■ Textauszug:
============
Soweit die Beklagte sich darauf beruft, daß die Entscheidung des Bundessozialgerichts vom 15. März 1979 (BSG SozR 2200 § 1259 Nr. 36) nicht ohne weiteres auf den vorliegenden Sachverhalt übertragbar sei, weil die Arbeitslosmeldung am ersten des Kalendermonats im damaligen Fall nur deshalb gescheitert sei, weil es sich um einen Feiertag (Neujahrstag) gehandelt habe, wohingegen der im vorliegenden Fall maßgebliche 1. Juli 1958 ein Werktag (Dienstag) gewesen sei, kann ihrem Einwand nur zum Teil eine Bedeutung zukommen. Denn das Bundessozialgericht hat nicht im Rahmen der Fristbestimmung darauf abgestellt, daß der Monatserste ein Feiertag gewesen sei, sondern die Mindestdauer von einem Kalendermonat bereits ungeachtet dessen wegen des Vorliegens der sogenannten einfachen Arbeitslosigkeit bejaht (vgl. BSG a.a.O., 1. Leitsatz) und lediglich bei der weiteren Prüfung des Ausfallzeittatbestands auch das Vorliegen der qualifizierten Arbeitslosigkeit trotz fehlender Meldung beim Arbeitsamt bereits ab dem 1. Januar bejaht, weil dies ein Feiertag war (vgl. BSG a.a.O. 2. Leitsatz). Daß der Ausfallzeittatbestand des § 36 Abs. 1 Satz 1 Nr. 3 AVG erst vom Zeitpunkt des Vorliegens der qualifizierten Arbeitslosigkeit an erfüllt ist, wird aber vom Kläger auch gar nicht bestritten.
============
■ Datenteil:
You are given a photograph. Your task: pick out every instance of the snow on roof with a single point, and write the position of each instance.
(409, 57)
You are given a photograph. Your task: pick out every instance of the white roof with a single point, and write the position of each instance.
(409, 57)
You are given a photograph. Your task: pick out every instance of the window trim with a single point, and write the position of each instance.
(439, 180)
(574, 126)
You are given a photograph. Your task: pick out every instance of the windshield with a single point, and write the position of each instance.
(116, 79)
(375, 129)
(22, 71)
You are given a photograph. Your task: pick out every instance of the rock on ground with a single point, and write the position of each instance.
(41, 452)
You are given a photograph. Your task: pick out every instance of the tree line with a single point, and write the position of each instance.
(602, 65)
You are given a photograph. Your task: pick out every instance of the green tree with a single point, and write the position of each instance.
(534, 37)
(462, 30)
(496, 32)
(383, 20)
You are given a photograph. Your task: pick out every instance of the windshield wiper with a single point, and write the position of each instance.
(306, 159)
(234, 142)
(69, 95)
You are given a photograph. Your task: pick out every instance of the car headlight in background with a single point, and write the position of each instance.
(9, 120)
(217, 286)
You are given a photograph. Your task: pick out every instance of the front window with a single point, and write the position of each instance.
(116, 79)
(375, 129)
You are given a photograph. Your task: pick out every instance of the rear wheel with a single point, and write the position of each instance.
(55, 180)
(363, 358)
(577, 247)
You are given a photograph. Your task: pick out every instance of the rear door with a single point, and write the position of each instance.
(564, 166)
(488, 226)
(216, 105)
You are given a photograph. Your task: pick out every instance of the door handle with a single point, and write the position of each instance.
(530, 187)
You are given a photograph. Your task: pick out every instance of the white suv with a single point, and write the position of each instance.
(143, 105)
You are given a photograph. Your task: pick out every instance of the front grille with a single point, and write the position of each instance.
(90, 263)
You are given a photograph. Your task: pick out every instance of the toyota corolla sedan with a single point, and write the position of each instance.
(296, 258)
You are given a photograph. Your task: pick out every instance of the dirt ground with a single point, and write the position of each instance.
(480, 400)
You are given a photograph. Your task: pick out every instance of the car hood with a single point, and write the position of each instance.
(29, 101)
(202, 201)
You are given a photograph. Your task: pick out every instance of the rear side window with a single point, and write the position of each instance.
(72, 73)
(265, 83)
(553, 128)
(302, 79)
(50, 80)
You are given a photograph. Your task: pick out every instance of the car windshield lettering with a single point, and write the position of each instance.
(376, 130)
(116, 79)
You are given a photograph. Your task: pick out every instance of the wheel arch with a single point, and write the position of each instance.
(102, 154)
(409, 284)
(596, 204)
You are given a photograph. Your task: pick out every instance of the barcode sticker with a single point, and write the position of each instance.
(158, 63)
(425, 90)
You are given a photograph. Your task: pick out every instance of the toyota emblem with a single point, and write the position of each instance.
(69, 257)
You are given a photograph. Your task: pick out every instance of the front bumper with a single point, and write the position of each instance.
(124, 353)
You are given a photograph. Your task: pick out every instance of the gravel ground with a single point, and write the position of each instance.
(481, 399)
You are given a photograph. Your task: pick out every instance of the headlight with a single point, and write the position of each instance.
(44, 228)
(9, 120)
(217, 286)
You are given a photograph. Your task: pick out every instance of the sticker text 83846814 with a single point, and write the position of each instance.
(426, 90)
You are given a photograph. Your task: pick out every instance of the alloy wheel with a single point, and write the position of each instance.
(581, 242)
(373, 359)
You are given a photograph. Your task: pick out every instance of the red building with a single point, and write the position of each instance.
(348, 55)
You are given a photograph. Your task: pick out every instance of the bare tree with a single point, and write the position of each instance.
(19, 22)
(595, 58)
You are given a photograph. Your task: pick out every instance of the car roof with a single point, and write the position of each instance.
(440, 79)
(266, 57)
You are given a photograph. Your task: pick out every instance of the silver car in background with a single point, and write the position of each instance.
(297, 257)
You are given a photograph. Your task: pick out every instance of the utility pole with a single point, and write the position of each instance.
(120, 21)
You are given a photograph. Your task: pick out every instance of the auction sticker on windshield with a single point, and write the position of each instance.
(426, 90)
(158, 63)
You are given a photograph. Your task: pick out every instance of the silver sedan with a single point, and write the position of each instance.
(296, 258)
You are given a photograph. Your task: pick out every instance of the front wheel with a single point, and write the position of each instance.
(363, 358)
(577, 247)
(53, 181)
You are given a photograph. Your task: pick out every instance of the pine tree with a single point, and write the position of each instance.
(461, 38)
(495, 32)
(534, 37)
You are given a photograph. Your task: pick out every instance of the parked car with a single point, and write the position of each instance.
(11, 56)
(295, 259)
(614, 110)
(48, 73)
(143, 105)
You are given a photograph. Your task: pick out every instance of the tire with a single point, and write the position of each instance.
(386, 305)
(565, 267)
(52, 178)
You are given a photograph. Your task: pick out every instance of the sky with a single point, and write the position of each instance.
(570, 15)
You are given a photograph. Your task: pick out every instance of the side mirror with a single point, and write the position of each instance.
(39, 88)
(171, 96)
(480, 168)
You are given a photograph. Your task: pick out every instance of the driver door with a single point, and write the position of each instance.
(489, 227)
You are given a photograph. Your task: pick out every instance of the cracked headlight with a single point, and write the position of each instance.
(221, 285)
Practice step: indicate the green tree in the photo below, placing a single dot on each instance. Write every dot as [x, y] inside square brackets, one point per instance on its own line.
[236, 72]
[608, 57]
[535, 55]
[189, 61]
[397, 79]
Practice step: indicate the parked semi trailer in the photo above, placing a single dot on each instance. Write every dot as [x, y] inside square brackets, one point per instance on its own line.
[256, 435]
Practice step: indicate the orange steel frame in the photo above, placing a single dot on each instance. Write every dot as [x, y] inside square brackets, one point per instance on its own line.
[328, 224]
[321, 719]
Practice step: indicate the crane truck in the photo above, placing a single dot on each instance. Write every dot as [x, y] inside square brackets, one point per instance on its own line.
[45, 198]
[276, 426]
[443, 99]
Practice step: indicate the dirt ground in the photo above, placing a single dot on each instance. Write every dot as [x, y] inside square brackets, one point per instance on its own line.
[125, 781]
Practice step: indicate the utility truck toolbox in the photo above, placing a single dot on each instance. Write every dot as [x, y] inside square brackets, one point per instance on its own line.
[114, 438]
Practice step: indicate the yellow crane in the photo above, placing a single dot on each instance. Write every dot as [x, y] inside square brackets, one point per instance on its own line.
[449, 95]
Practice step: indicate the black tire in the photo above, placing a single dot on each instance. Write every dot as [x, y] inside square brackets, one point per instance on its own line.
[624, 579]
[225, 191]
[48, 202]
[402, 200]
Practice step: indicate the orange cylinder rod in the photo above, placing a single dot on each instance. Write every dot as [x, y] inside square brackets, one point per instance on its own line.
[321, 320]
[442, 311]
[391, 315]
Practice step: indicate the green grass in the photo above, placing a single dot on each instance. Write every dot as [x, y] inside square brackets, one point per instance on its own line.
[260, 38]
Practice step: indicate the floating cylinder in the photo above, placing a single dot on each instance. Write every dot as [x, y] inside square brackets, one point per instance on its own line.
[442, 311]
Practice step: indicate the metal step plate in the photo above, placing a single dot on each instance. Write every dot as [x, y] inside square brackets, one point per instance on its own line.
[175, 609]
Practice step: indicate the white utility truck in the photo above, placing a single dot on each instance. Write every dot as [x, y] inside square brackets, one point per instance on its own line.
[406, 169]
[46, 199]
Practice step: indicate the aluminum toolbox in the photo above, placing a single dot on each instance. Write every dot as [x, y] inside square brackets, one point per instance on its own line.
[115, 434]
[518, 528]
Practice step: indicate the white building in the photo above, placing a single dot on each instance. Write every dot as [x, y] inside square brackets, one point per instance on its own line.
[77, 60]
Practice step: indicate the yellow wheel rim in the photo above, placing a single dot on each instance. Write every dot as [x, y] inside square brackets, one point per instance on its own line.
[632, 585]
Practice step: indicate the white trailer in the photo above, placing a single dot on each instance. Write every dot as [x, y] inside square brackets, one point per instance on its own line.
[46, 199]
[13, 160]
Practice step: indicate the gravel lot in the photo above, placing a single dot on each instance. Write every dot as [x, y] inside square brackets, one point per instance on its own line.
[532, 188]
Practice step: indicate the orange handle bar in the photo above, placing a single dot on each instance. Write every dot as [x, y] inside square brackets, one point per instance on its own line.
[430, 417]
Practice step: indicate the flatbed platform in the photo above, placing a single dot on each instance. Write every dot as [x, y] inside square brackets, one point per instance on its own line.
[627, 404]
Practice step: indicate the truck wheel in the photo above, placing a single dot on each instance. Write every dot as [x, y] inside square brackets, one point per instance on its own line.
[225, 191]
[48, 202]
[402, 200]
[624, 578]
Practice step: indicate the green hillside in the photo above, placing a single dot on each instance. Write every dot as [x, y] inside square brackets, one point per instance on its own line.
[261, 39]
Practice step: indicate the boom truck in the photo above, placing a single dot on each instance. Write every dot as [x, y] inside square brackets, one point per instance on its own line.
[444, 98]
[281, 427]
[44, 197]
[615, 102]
============
■ Zu bearbeiten:
1. Welcher Wochentag war laut dem Textauszug zur Ausfallzeit wegen Arbeitslosigkeit der 1. Juli 1958?
2. Führe den Textauszug zur Ausfallzeit wegen Arbeitslosigkeit im Anschluss an seinen letzten Satz fort.
Die Datensätze sind eigenständiges Material und gehören nicht zum Textauszug.

■ Lösungen in Reihenfolge:
1. Ein Dienstag, also ein Werktag.

2.
Im vorliegenden Fall kann der Kläger die Vormerkung einer Ausfallzeit gemäß § 36 Abs. 1 Satz 1 Nr. 3 AVG für die Zeit vom 2. Juli 1958, dem Tag der Meldung beim Arbeitsamt, bis zum 31. Juli 1958 verlangen. Er hat zwar in der Zeit vom 2. Juli 1958 bis zum 4. Juli 1958 noch keine der im Gesetz angeführten Leistungen bezogen, doch dieser Umstand muß in erweiternder Auslegung des § 36 Abs. 1 Satz 1 Nr. 3 AVG unberücksichtigt bleiben. Der Gesetzgeber hat die Zeiten, in denen Leistungen aus anderen als den genannten Gründen (Anrechnung von Einkommen oder Vermögen) nicht bezogen wurden, zwar ursprünglich bewußt nicht als Ausfallzeit berücksichtigen wollen (vgl. BT Sten. Ber. 48. Sitzung v. 7. Oktober 1977, S. 3701 A). Die Neufassung des § 36 Abs. 1 Satz 1 Nr. 3 AVG durch das Rentenversicherungsänderungsgesetz bezweckt andererseits jedoch, daß Zeiten der Arbeitslosigkeit von mindestens einem Kalendermonat nicht mehr erst nach Ablauf von sechs Wochen, sondern vom ersten Tage (der qualifizierten Arbeitslosigkeit) an berücksichtigt werden. Dieses Ziel würde in nicht wenigen Fällen verfehlt, wenn Tatbestände, die ähnlich wie die Sechs-Wochen-Frist des § 36 AVG a.F. eine Wartezeit hinsichtlich des Leistungsbezuges normierten, im Bereich der Rentenversicherung fortwirken und trotz Meldung beim Arbeitsamt die Berücksichtigung der Arbeitslosigkeit als Ausfallzeit verhindern würden. Die dreitägige Wartezeit des § 92 AVAVG steht damit einer Berücksichtigung der Arbeitslosigkeit als Ausfallzeit vom Tage der Meldung beim Arbeitsamt an nicht entgegen (so auch BSG vom 15. März 1979, a.a.O.). Dies hat die Beklagte bei ihren Ausführungen zur Frage des Vorliegens der sogenannten qualifizierten Arbeitslosigkeit offenbar auch bereits stillschweigend vorausgesetzt.

Insgesamt konnte dem Klagebegehren des Berufungsklägers der Erfolg damit nicht versagt bleiben.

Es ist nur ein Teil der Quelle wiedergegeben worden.